→ **WRITTEN REQUEST 1**: Translate this sentence from the Agile design-phase text into Spanish: "The logical aspects of a system are the details that describe how information flows through it."
→ **WRITTEN REQUEST 2**: Switch "Point to" to "Mark" in the rows from the line holding "Target: green algae" through the last line of the rows, inclusive. Return only those lines, with nothing else changed.

** Begin TEXT TO READ **

The design phase allows the team to explore multiple solutions, then select and refine the best one based on feedback from peers and other stakeholders. This could include those within the organization, but also potentially users or customers.
In many cases, the design phase for Agile teams is iterative, meaning it follows a pattern of developing code and then identifying improvements to be made for the next round of review until it is ready for deployment.
The first sprint when starting a new project might only result in bare minimum functionality — but there will be plenty of future sprints to expand on it and develop the product further.
Even though working software is the ultimate goal of the Agile methodology, it’s also important to establish a foundation for quicker and more efficient work in future efforts. Documentation fills that need by providing an accessible resource with information about what’s already been done and why it was done that way.
But why not wait until the product is all done to build documentation; wouldn’t that be a better use of time? In an iterative Agile framework, progress is incremental and your product or feature may never be “done”. Building, testing, and monitoring your product is continuous, so to align with that approach, your documentation strategy should be continuous as well.
Therefore, it’s helpful to build documentation throughout the development process instead of before or after. This also saves your team time by allowing them to incorporate documentation-building into their daily routine incrementally rather than having to reserve larger amounts of time for it later.
So how do you create a balance between building documentation that sets your team up for future success, and avoiding wasting time by documenting unnecessary information?
A general rule is to keep your documentation simple and create only as much as necessary. That means being selective about what is worth recording. Here are our guidelines on what to document during the design phase and how.
The logical aspects of a system are the details that describe how information flows through it. It’s a summary of all the activities required for a process to function.
These are important to document during the design phase because it’s easier to recall and communicate a system’s logical aspects while they’re still fresh in your mind. It’ll be faster to get it done early, and it can even form the foundation of customer-facing product documentation in some cases.
Data flow diagrams are a common way to document the logical aspects of a system. Some UML diagram types such as activity diagrams serve a similar purpose and are simple enough to bridge the gap between technical and non-technical audiences.
Logical aspects also include any dependencies and troubleshooting guidelines for your system that will help guide whoever is responsible for its maintenance.
To learn more about important diagram types that help you communicate the logical aspects of a system, check out our guide to the essential application architecture diagrams.
The physical aspects of a system are the devices, databases, and people that carry out the activities that enable the processes described in your documentation of the system’s logical aspects.
Data flow diagrams, which are a common way to communicate the logical aspects of a system, can also be used to visualize its physical aspects. Entity-relationship diagrams may also be helpful for documenting the physical aspects of a system when working with complex databases.

** End TEXT TO READ **
** Begin INPUT FOR THIS TASK **

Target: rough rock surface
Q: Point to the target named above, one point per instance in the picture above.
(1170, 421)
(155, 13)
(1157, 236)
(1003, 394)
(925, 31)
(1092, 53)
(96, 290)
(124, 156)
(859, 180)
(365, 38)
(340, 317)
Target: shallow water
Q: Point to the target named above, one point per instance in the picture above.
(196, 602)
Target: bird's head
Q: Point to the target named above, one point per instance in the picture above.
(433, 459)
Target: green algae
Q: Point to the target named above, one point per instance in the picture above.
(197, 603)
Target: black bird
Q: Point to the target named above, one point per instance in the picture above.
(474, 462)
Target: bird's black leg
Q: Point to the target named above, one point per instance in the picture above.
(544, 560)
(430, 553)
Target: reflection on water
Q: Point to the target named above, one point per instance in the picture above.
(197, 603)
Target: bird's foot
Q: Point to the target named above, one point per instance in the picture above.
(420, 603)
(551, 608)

** End INPUT FOR THIS TASK **

→ **EXERCISE ANSWER 1**: Los aspectos lógicos de un sistema son los detalles que describen cómo fluye la información a través de él.

→ **EXERCISE ANSWER 2**:
Target: green algae
Q: Mark the target named above, one point per instance in the picture above.
(197, 603)
Target: black bird
Q: Mark the target named above, one point per instance in the picture above.
(474, 462)
Target: bird's black leg
Q: Mark the target named above, one point per instance in the picture above.
(544, 560)
(430, 553)
Target: reflection on water
Q: Mark the target named above, one point per instance in the picture above.
(197, 603)
Target: bird's foot
Q: Mark the target named above, one point per instance in the picture above.
(420, 603)
(551, 608)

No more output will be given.